— START Text passage —

I’ll answer that with a screenshot:
{% img img-responsive /images/posts/ruby-2-1-improvement.png 645 259 I’d call that a big yes %}
We upgraded from Ruby 1.9 to 2.1 in production about a week ago, and this is what we saw. The gray section at the bottom is our garbage collection time going to almost nothing. Overall, the upgrade gave us a 15-20% improvement in server response time. That’s without doing any additional GC tuning!
We saw a big boost in Google’s and Bing’s crawl rates after shipping the upgrade, which is especially awesome for sites like ours that benefit heavily from search engine traffic.
Cool, so how hard was it?
On a large Rails app with close to 150 gem dependencies, the upgrade took a single small commit and a few days of testing. We run rvm on all of our servers and provision with chef, so upgrading all our servers to 2.1 was as simple as changing a version number in a chef role file.

— END Text passage —
— START Information given —

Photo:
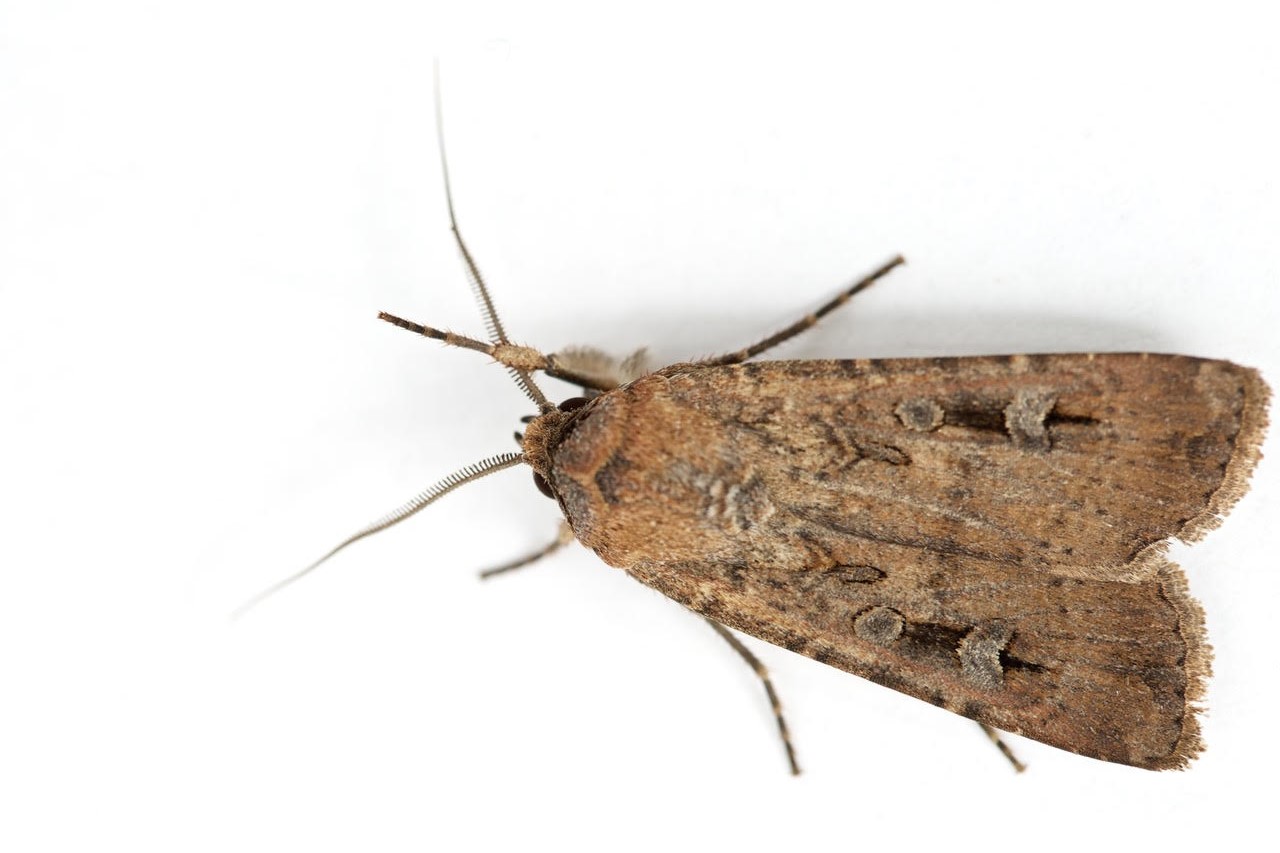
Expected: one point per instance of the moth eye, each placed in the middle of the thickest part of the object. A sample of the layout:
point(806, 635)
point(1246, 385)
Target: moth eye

— END Information given —

**Task instructions**
- 1) Reproduce the Ruby upgrade post starting at "We saw a big" and ending at "hard was it?", swapping "crawl rates" for "indexing rates".
- 2) For each statement, tell whether the Ruby upgrade post agrees with it, answering yes or no and quoting the words that decide it. (a) The upgrade improved server response time by 15-20%. (b) Additional GC tuning was needed to get the improvement. (c) Moving the servers to 2.1 required editing many configuration files.
- 3) According to the Ruby upgrade post, how many gem dependencies does the Rails app have?
These entries have no connection to the Ruby upgrade post.

**Per-task outputs**
- 1)
We saw a big boost in Google’s and Bing’s indexing rates after shipping the upgrade, which is especially awesome for sites like ours that benefit heavily from search engine traffic.
Cool, so how hard was it?

- 2)
(a) Yes: "Overall, the upgrade gave us a 15-20% improvement in server response time."
(b) No: "That’s without doing any additional GC tuning!"
(c) No: "upgrading all our servers to 2.1 was as simple as changing a version number in a chef role file."

- 3) Close to 150.